## MATERIAL FOR THIS EXERCISE
++++++

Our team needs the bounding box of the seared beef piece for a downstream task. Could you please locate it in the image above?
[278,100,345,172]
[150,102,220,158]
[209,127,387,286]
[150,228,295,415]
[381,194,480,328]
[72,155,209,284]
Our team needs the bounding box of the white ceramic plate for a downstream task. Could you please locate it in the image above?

++++++

## WHAT TO WORK ON
The answer should consist of every record above, copied exactly.

## RESPONSE BOX
Our team needs the bounding box of the seared beef piece for a downstream task. Could you please locate it in the image above?
[278,100,345,172]
[150,102,220,158]
[209,127,387,286]
[150,228,295,415]
[381,194,480,328]
[72,155,209,284]
Our team needs the bounding box of the white ceramic plate for a downstream task. Could you please locate it in the image above?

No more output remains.